__Job__: Output the lines from the start of the records through the line containing "[747,93,778,454]" as a Markdown table with the columns Row and Line, and skip any blank lines.

__Records__:
--------

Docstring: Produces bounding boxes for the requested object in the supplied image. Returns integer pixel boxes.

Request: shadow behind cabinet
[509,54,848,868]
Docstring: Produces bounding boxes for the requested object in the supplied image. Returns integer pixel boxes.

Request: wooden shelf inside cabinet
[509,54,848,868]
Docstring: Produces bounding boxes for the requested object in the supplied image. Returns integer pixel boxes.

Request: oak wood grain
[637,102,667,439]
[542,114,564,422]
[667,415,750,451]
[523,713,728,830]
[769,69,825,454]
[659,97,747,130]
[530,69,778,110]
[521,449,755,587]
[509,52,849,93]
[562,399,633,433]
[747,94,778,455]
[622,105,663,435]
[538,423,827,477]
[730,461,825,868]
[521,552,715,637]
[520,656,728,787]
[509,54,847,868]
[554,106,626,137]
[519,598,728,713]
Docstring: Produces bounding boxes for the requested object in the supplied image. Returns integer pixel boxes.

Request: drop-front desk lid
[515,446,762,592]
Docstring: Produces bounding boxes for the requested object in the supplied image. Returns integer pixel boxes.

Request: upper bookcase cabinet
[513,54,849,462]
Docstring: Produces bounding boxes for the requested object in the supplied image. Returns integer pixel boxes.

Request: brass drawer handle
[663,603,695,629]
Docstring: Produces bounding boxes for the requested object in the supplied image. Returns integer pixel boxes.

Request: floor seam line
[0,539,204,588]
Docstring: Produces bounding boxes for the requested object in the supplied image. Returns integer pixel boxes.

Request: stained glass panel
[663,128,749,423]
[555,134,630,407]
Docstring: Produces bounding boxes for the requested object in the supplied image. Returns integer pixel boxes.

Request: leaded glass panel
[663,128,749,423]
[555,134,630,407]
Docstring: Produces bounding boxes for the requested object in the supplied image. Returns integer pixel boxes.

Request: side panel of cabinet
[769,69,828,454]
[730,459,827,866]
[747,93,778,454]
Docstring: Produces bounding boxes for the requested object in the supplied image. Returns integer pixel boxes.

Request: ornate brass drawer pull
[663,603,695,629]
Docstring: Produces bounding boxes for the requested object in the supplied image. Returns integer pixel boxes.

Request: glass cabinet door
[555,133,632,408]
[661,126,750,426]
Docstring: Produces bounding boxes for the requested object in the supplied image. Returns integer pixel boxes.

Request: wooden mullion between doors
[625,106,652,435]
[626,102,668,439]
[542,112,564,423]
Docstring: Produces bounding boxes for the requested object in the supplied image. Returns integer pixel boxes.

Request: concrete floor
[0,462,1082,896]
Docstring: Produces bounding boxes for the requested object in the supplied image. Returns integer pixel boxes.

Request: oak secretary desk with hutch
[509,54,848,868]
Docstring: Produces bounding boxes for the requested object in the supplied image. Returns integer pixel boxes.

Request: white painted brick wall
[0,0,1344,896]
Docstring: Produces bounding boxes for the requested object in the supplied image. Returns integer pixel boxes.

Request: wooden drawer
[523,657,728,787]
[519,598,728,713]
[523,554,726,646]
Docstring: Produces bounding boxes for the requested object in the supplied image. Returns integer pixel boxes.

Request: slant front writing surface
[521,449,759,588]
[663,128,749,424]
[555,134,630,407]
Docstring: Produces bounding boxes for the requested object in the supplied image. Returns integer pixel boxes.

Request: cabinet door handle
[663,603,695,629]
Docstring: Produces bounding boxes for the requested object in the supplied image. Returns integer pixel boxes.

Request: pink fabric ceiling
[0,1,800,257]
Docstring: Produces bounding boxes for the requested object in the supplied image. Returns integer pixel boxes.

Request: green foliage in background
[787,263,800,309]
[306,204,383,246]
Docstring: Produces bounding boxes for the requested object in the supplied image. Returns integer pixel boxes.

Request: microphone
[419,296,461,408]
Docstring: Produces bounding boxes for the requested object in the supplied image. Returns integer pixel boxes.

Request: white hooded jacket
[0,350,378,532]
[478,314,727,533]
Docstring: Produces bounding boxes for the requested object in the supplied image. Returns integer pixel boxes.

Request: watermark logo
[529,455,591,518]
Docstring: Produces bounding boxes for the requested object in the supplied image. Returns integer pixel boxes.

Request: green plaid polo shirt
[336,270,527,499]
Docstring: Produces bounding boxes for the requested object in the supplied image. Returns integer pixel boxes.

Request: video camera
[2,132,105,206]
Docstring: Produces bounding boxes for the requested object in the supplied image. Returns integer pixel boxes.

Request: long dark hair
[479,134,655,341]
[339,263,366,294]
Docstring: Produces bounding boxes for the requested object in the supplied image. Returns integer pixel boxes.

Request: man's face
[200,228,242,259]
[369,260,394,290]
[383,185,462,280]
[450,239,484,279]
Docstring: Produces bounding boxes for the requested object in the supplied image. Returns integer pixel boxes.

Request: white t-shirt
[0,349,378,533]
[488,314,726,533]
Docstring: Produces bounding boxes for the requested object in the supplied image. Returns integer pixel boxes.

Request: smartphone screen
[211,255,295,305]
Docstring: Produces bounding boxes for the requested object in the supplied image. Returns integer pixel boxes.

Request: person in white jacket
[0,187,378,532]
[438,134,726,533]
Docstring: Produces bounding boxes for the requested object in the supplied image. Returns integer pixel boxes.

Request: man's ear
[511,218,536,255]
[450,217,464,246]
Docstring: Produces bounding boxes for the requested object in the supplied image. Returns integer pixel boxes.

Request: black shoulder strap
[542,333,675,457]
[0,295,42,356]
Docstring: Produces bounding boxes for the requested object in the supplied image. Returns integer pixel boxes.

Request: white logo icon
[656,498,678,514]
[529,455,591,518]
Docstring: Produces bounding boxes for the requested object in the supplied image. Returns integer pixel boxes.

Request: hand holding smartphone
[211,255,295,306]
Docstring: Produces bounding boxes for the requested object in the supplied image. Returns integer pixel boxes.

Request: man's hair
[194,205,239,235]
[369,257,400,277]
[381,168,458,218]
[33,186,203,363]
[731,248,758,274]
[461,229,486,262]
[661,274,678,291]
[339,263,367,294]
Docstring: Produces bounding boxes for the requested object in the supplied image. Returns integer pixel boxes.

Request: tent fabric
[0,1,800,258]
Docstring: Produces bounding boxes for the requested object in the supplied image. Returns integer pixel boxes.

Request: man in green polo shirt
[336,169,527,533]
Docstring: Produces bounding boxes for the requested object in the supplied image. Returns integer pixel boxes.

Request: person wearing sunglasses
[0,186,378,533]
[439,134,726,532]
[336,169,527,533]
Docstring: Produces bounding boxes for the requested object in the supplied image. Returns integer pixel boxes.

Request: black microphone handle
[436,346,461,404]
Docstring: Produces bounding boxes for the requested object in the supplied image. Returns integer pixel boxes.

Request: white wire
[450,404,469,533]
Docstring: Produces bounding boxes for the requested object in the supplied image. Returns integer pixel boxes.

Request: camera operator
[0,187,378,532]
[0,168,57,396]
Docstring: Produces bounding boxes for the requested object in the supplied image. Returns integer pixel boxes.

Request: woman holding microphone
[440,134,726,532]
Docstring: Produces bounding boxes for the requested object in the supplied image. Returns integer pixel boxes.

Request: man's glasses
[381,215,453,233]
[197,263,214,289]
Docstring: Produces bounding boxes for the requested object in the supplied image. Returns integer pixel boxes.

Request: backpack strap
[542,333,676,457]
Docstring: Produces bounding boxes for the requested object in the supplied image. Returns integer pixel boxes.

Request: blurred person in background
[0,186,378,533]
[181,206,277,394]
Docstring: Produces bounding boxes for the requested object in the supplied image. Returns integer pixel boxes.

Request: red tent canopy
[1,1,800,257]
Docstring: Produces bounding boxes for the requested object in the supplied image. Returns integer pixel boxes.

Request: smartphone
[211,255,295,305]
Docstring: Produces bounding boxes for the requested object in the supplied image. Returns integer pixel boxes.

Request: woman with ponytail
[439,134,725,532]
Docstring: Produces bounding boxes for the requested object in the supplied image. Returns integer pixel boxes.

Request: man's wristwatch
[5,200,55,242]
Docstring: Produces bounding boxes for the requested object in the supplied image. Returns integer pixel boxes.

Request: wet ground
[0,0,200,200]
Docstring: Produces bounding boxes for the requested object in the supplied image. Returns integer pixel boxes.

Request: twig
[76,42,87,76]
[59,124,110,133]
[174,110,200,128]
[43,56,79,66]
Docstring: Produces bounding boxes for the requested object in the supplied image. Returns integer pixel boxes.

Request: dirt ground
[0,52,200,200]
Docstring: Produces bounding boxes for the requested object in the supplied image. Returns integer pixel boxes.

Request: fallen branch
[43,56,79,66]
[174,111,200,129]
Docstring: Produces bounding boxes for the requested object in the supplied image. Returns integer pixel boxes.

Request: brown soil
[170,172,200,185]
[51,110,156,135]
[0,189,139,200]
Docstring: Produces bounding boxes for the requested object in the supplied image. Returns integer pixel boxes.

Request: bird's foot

--------

__Task result__:
| Row | Line |
|---|---|
| 1 | Docstring: Produces bounding boxes for the requested object in the supplied image. Returns integer pixel boxes. |
| 2 | Request: shadow behind cabinet |
| 3 | [509,54,848,868] |
| 4 | Docstring: Produces bounding boxes for the requested object in the supplied image. Returns integer pixel boxes. |
| 5 | Request: wooden shelf inside cabinet |
| 6 | [509,54,848,868] |
| 7 | Docstring: Produces bounding boxes for the requested object in the supplied image. Returns integer pixel boxes. |
| 8 | Request: oak wood grain |
| 9 | [637,102,667,439] |
| 10 | [542,114,564,422] |
| 11 | [667,415,750,451] |
| 12 | [523,713,728,830] |
| 13 | [769,69,825,454] |
| 14 | [659,97,747,130] |
| 15 | [530,69,778,110] |
| 16 | [521,449,755,587] |
| 17 | [509,52,849,93] |
| 18 | [562,399,633,433] |
| 19 | [747,94,778,455] |
| 20 | [622,105,663,435] |
| 21 | [538,423,827,477] |
| 22 | [730,461,825,868] |
| 23 | [521,552,715,637] |
| 24 | [520,656,728,787] |
| 25 | [509,54,847,868] |
| 26 | [554,106,626,137] |
| 27 | [519,598,728,713] |
| 28 | Docstring: Produces bounding boxes for the requested object in the supplied image. Returns integer pixel boxes. |
| 29 | Request: drop-front desk lid |
| 30 | [515,446,762,592] |
| 31 | Docstring: Produces bounding boxes for the requested object in the supplied image. Returns integer pixel boxes. |
| 32 | Request: upper bookcase cabinet |
| 33 | [513,54,849,462] |
| 34 | Docstring: Produces bounding boxes for the requested object in the supplied image. Returns integer pixel boxes. |
| 35 | Request: brass drawer handle |
| 36 | [663,603,695,629] |
| 37 | Docstring: Produces bounding boxes for the requested object in the supplied image. Returns integer pixel boxes. |
| 38 | Request: floor seam line |
| 39 | [0,539,204,588] |
| 40 | Docstring: Produces bounding boxes for the requested object in the supplied image. Returns integer pixel boxes. |
| 41 | Request: stained glass panel |
| 42 | [663,128,749,423] |
| 43 | [555,134,630,407] |
| 44 | Docstring: Produces bounding boxes for the requested object in the supplied image. Returns integer pixel boxes. |
| 45 | Request: leaded glass panel |
| 46 | [663,128,749,423] |
| 47 | [555,134,630,407] |
| 48 | Docstring: Produces bounding boxes for the requested object in the supplied image. Returns integer pixel boxes. |
| 49 | Request: side panel of cabinet |
| 50 | [769,69,828,454] |
| 51 | [730,459,827,866] |
| 52 | [747,93,778,454] |